# [Task directions]
In the records, starting with the line containing "target: man kneeling on grass" and going on through the end of the records, swap "blue shorts" for "denim shorts" and leave everything else unchanged. Return only those lines.

Named region outline records
--------------------

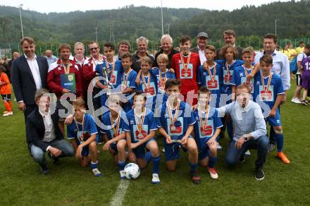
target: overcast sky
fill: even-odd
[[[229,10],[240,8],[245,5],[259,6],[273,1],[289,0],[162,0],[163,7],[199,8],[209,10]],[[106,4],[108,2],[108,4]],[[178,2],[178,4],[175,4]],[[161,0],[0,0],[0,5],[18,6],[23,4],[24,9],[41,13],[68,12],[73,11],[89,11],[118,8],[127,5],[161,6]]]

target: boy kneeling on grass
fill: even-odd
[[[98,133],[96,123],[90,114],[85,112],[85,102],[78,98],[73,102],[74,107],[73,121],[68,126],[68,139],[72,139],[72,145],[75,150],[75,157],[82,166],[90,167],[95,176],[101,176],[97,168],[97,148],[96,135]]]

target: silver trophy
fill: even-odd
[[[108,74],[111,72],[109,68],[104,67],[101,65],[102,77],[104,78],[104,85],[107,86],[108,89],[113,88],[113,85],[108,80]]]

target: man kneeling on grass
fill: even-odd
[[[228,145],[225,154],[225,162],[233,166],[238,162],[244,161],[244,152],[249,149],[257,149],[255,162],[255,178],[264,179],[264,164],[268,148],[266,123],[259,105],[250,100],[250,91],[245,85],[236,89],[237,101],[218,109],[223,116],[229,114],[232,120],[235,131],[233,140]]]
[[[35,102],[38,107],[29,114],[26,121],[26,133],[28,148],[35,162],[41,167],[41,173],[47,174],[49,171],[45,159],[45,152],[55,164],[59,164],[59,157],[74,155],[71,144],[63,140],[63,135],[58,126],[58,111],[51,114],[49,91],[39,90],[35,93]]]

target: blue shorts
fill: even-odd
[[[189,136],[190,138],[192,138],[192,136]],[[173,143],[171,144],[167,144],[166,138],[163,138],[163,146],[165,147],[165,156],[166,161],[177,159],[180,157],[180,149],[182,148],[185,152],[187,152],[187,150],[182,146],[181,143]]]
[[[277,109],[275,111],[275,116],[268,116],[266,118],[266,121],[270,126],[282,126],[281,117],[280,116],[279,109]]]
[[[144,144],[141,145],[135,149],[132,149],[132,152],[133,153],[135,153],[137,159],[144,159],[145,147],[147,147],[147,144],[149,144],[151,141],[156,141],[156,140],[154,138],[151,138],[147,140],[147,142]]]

--------------------

# [Exercise response]
target: man kneeling on grass
fill: even-odd
[[[228,145],[225,154],[225,162],[233,166],[238,162],[244,161],[244,152],[249,149],[257,149],[255,162],[255,178],[264,179],[264,164],[268,148],[266,123],[259,105],[250,100],[250,91],[245,85],[236,89],[237,101],[218,109],[223,116],[229,114],[232,120],[235,131],[233,140]]]
[[[35,102],[38,107],[29,114],[26,121],[26,133],[28,148],[35,162],[41,167],[41,173],[47,174],[49,171],[45,159],[45,152],[55,164],[59,164],[59,157],[74,155],[71,144],[63,140],[63,135],[58,126],[58,111],[51,114],[49,91],[39,90],[35,93]]]

target: denim shorts
fill: even-odd
[[[189,136],[190,138],[192,138],[192,136]],[[173,143],[171,144],[167,144],[166,138],[163,138],[163,146],[165,147],[165,156],[166,161],[177,159],[180,157],[180,149],[182,148],[185,152],[187,152],[187,150],[182,146],[181,143]]]
[[[277,109],[275,111],[275,116],[268,116],[266,118],[266,121],[270,126],[282,126],[281,117],[280,116],[279,109]]]
[[[144,144],[141,145],[135,149],[132,149],[132,152],[133,153],[135,153],[137,159],[144,159],[145,147],[147,147],[147,144],[149,144],[151,141],[156,141],[156,140],[154,138],[151,138],[147,140],[147,142]]]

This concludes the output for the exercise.